> **WHAT THE TASK ASKS**: Going line by line through the listing below, count those with the string "woman" and answer with the number alone.

> **MATERIAL SHOWN**:
╭──
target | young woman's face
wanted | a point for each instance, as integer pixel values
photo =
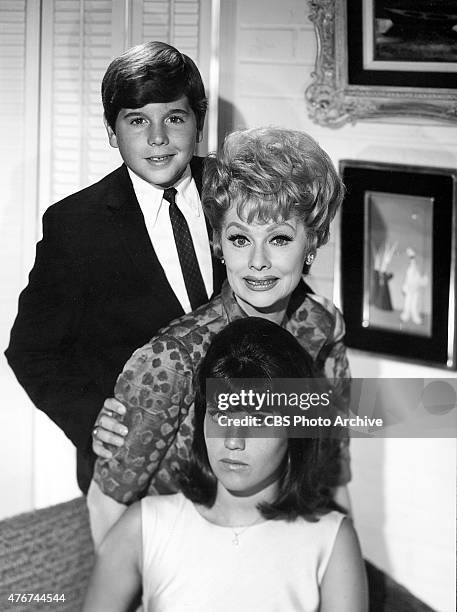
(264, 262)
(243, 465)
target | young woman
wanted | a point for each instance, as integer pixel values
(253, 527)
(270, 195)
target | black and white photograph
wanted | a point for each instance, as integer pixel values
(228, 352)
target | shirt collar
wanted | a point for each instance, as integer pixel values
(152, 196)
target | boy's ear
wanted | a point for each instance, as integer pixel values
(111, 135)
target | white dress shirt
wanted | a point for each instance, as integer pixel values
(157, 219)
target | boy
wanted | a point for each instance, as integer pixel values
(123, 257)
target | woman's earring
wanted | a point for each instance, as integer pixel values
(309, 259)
╰──
╭──
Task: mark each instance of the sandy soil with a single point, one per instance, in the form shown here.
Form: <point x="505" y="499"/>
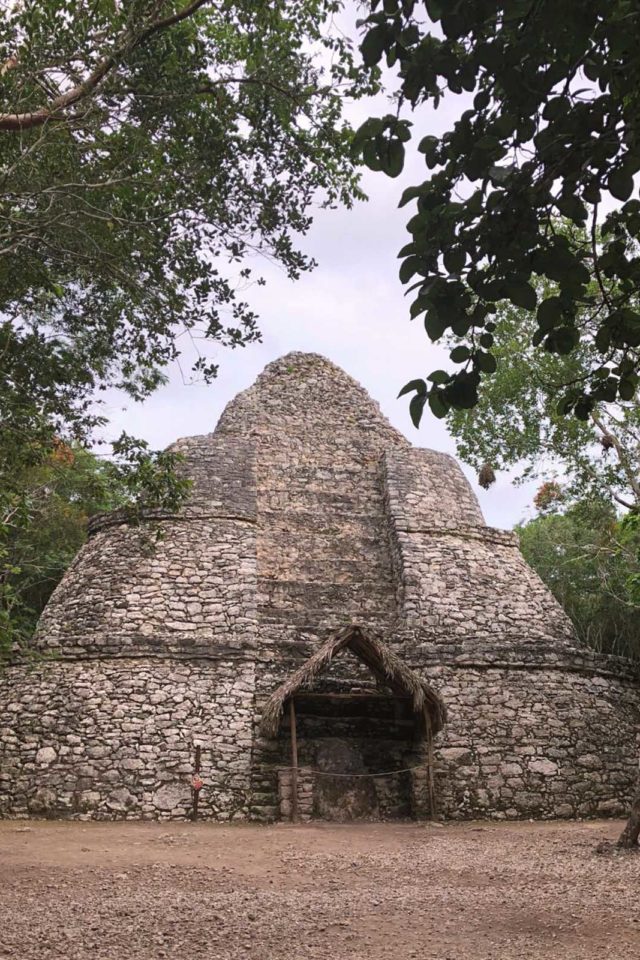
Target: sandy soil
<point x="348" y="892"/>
╰──
> **ANSWER TO THE EXERCISE**: 3